◆ Stated problem 1
In the rows below, report every line that contains the string "security".

◆ Given text
1 Corinthians 7:1-16

 

Introduction

We come to a new section in 1 Corinthians. Chapters 7-15 give Paul’s answers to questions raised by the Christians in Corinth in a letter to him. “Now, concerning…” marriage, virginity, food offered to idols, spiritual gifts, collection for the church at Jerusalem, Apollus.. (1 Corinthians 7:1,25; 8:1; 12:1; 16:1,12). Probably their letter was open in front of him as he writes.

The first issue is marriage. Corinth was an immoral city with a terrible reputation. This stemmed partly from the attitude of the Greeks to the body. They regarded the body as evil, with its instincts. Some repressed it, treated it roughly, or kept it firmly under control. Others felt that if it was evil anyway, they could do nothing about it, and might as well let it have its fling.

Both of these tendencies were present in the church at Corinth. Some were ashamed of the body and its instincts, so they never gratified or pleased it. Others found it hard to give up the promiscuous life they had before conversion. Paul steers a middle course. Whilst we are not to be ashamed of the body and its desires and instincts, they have to be expressed within the context of marriage – life long commitment of one man and one woman.

It is sometimes said that Paul had a low view of marriage. But it is important to realize he was dealing with a particular situation – there are other aspects of his teaching on marriage to be found in Ephesians and Colossians. The church here was going through a particular trial. Hence he wishes they were like him, i.e. single at this point. It saves heartbreak. Had he ever been married? Almost certainly. A Rabbi was always married; it was an obligation, usually about the age of 18. He was also a member of the Jewish Council, the Sanhedrin (Acts 26:10), and they were normally married men, for married men were more merciful than single ones. Was he later widowed? Or deserted by his wife when he became a Christian? Was she his “thorn in the flesh” (2 Corinthians 12:9)?

◆ Data for processing
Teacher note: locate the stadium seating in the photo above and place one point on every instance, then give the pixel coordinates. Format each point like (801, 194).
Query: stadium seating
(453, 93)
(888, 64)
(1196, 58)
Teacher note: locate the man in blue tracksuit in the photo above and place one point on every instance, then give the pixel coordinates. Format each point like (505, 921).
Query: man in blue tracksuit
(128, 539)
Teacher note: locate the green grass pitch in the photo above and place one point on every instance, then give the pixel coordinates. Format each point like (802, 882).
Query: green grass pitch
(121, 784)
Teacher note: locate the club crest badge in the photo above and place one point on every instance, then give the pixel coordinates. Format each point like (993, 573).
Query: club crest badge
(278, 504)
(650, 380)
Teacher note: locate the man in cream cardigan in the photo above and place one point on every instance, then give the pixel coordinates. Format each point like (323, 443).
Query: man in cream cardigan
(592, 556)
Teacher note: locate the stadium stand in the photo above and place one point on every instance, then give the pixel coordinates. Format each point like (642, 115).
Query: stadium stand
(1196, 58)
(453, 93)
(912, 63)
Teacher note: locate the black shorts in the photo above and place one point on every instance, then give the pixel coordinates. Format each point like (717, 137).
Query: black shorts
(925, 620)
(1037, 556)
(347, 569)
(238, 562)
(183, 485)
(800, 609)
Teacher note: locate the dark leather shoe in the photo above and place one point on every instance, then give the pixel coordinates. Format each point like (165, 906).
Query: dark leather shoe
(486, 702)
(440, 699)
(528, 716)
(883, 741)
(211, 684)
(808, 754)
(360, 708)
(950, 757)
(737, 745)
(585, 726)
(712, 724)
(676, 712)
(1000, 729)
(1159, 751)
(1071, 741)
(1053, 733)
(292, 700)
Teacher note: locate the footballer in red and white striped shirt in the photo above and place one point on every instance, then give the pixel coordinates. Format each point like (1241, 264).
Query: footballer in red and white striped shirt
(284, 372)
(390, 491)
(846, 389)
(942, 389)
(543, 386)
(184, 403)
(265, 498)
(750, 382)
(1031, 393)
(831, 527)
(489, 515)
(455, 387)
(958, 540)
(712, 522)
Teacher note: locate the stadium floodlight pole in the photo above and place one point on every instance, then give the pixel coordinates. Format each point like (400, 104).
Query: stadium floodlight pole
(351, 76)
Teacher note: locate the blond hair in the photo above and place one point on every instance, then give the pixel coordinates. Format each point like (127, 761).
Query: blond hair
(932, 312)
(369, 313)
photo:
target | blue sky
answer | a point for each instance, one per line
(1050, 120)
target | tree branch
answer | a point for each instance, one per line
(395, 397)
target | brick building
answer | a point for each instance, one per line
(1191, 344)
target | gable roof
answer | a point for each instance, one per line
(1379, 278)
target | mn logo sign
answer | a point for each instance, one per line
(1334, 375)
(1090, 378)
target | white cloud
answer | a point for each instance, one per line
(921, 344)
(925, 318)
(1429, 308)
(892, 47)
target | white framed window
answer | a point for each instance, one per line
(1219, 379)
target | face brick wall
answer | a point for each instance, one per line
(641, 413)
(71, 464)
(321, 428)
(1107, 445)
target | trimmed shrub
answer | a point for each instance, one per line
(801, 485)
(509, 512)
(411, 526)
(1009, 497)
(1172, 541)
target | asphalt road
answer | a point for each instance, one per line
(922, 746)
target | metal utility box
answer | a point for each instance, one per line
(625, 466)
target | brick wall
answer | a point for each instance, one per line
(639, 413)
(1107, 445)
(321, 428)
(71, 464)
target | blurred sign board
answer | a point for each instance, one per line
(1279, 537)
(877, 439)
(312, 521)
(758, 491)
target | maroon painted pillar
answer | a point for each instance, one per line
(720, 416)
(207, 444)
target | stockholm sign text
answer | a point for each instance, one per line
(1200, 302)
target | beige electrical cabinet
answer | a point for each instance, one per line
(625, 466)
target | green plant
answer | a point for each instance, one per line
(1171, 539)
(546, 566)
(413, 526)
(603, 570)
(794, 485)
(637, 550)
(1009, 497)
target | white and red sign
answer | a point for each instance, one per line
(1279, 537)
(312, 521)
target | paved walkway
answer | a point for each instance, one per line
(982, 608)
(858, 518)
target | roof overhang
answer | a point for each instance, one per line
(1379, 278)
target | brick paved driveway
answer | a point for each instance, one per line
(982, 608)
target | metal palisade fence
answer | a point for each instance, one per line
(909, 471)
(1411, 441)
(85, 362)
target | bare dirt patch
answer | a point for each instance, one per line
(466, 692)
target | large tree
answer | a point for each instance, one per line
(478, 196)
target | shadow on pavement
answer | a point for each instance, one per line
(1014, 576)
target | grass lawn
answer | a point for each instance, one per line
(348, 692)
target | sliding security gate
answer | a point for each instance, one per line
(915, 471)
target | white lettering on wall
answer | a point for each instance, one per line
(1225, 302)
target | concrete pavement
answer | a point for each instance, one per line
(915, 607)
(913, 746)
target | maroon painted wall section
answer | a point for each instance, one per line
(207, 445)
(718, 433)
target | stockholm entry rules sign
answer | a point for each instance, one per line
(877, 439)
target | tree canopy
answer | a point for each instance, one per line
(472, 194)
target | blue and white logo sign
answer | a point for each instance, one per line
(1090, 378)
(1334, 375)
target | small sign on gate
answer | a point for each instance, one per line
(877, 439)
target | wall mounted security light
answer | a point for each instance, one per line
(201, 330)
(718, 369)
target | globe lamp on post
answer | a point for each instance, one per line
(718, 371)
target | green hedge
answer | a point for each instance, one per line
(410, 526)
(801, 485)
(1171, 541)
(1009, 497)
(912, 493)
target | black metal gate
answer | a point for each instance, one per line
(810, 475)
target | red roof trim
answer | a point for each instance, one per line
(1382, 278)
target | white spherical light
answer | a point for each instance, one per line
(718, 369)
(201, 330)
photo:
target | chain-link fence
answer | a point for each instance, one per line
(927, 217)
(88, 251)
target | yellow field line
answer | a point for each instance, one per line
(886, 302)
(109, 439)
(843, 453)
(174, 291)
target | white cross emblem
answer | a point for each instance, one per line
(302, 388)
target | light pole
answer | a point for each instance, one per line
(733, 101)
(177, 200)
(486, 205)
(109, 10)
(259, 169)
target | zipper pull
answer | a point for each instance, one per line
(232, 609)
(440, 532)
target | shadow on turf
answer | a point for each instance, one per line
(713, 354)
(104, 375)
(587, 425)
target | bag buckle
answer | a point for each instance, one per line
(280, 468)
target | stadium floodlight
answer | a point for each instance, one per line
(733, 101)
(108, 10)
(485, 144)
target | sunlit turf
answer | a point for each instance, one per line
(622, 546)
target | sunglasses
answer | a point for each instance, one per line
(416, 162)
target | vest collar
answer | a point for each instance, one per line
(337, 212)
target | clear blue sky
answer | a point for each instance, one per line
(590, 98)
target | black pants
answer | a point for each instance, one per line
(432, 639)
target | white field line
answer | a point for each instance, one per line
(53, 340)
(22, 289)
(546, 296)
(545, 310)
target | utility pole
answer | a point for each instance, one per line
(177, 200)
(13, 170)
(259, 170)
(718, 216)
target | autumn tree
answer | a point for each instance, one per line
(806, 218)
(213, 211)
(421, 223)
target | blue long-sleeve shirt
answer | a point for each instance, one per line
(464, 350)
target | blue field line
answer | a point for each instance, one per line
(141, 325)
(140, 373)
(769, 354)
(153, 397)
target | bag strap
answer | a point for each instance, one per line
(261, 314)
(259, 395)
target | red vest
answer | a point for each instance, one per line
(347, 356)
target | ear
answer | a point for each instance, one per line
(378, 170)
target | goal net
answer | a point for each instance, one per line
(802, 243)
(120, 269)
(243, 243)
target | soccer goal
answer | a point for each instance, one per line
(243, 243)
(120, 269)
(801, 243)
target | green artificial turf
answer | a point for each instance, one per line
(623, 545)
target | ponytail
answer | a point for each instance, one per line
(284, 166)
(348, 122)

◆ Stated problem 2
Set down a verbatim passage from the 1 Corinthians commentary above. Begin at the words "The first issue" and stop after "and one woman.".

◆ Written solution 1
target | sliding security gate
target | wall mounted security light

◆ Written solution 2
The first issue is marriage. Corinth was an immoral city with a terrible reputation. This stemmed partly from the attitude of the Greeks to the body. They regarded the body as evil, with its instincts. Some repressed it, treated it roughly, or kept it firmly under control. Others felt that if it was evil anyway, they could do nothing about it, and might as well let it have its fling.

Both of these tendencies were present in the church at Corinth. Some were ashamed of the body and its instincts, so they never gratified or pleased it. Others found it hard to give up the promiscuous life they had before conversion. Paul steers a middle course. Whilst we are not to be ashamed of the body and its desires and instincts, they have to be expressed within the context of marriage – life long commitment of one man and one woman.